**DOCUMENT PASSAGE:**

Convert MRIO satellite rows

Here we discuss the possibilities for converting entries in MRIO satellite accounts (Extensions). The term convert is used very broadly here, it includes the following tasks:

  • renaming the index names of results/extensions

  • adjusting the numerical values of the data, e.g. for unit conversion

  • finding and extracting data based on indices across a table or an mrio(-extension). This can be system based on name and potentially constrained by sector/region or any other specification.

  • Aggregation/Summation of satellite accounts

  • Characterization of stressors to impact categories (with low performance, see the Notebook on stressor characterization for a faster method).

We will cover each of these points in the examples below. First we will go through the general setup describing the structure of the bridging/mapping table. We will then cover the application of the conversion function to a single, standalone table. There we will show how to rename the index/stressor names, do unit conversions, and then do global and regional characterizations. For the case of converting a full pymrio Extension, see the converting pymrio extensions section.

For the connected topics of Aggregation of MRIOs see the Aggregation page and for Characterization of Stressors see the Notebook on stressor characterization.

Basic setup

All conversion relies on a mapping table that maps (bridges) the index/columns of the source data to the indices of the target data.

**RECORDED INFORMATION:**
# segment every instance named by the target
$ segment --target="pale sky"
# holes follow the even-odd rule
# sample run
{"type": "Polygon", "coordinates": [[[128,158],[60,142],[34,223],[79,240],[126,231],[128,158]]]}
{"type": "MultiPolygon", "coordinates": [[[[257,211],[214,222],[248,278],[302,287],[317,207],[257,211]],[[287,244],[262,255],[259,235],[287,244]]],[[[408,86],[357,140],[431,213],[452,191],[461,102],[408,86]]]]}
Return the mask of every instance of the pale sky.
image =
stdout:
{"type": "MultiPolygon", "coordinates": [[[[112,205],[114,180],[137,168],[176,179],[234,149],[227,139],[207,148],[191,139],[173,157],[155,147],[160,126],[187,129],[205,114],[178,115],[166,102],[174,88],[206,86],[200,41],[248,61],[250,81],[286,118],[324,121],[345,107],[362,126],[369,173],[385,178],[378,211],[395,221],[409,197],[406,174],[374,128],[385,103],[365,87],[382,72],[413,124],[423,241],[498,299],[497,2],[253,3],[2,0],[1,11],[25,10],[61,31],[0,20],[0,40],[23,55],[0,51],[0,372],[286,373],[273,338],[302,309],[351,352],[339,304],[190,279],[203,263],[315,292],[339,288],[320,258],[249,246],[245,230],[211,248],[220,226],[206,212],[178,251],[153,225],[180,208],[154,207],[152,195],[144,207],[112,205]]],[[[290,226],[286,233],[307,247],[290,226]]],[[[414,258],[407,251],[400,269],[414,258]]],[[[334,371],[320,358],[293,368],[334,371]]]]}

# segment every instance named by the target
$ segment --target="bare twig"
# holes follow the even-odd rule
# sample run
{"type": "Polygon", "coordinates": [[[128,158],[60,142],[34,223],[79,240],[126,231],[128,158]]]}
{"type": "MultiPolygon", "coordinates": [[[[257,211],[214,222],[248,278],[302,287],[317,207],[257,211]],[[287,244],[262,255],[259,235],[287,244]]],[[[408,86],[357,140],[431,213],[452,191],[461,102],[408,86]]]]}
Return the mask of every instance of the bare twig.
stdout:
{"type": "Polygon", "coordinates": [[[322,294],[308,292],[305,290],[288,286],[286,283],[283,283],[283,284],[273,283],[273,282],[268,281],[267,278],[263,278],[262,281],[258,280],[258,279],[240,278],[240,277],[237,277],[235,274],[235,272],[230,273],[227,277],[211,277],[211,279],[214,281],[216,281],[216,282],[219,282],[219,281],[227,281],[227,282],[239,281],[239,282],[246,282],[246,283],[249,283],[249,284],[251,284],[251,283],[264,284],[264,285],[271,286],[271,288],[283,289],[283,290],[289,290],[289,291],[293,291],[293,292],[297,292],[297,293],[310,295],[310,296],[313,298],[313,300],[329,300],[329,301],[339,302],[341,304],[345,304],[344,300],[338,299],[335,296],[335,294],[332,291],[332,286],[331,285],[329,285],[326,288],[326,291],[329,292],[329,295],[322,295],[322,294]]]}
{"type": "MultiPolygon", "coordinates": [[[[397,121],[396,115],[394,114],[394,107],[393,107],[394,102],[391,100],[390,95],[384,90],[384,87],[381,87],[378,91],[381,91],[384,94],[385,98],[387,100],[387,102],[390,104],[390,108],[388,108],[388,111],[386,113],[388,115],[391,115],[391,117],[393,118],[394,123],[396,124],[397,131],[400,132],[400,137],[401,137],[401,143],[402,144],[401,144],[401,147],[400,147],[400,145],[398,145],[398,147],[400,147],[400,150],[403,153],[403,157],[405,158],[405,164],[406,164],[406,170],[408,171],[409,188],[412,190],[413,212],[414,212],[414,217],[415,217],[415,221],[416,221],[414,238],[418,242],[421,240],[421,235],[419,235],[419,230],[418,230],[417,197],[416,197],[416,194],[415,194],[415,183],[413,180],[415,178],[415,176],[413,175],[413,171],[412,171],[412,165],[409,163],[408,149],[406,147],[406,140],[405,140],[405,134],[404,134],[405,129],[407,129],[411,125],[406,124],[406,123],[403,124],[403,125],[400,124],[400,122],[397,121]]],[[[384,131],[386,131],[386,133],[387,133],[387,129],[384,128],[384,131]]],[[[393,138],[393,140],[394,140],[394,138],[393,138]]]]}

**STATED EXERCISE 1:**
Answer these questions from the MRIO conversion passage:
(a) What example purpose does it give for adjusting the numerical values of the data?
(b) Which section should a reader consult for converting a full pymrio Extension?
(c) What does all conversion rely on?
**STATED EXERCISE 2:** Extend the MRIO conversion passage, picking up after its final sentence.
The lines above have no connection to the MRIO conversion passage.

**EXERCISE RESPONSE 1:**
(a) Unit conversion.
(b) The converting pymrio extensions section.
(c) A mapping table that maps (bridges) the index/columns of the source data to the indices of the target data.

**EXERCISE RESPONSE 2:**
This tables requires headers (columns) corresponding to the index.names and columns.names of the source data (constraining data) as well as bridge data which specify the new target index. The later are indicated by “NewIndex__OldIndex” - the important part are the two underscore in the column name. Another (optional) column named “factor” specifies the multiplication factor for the conversion. Finally, additional columns can be used to indicate units and other information. However, for the basic conversion this information will not be used. This becomes important later for the converting Pymrio extensions.

Constraining data columns can either specify columns or index. However, any constraining data to be bridged/mapped to a new name need to be in the index of the original data.

The first example below shows the simplest case of renaming a single table. This will make the concept of the mapping table clear.

Converting standalone tables

Renaming the index entries of a single table

Assume we have a small MRIO result table with the following structure:

[1]:
import pandas as pd

import pymrio

ghg_result = pd.DataFrame(
    columns=["Region1", "Region2", "Region3"],
    index=pd.MultiIndex.from_tuples(
        [
            ("Carbon Dioxide", "Air"),
            ("Methane", "air"),
        ]
    ),
    data=[[5, 6, 7], [0.5, 0.6, 0.7]],
)
ghg_result.index.names = ["stressor", "compartment"]
ghg_result.columns.names = ["region"]

Our first task here is to rename to the chemical names of the stressors and fix the compartment spelling.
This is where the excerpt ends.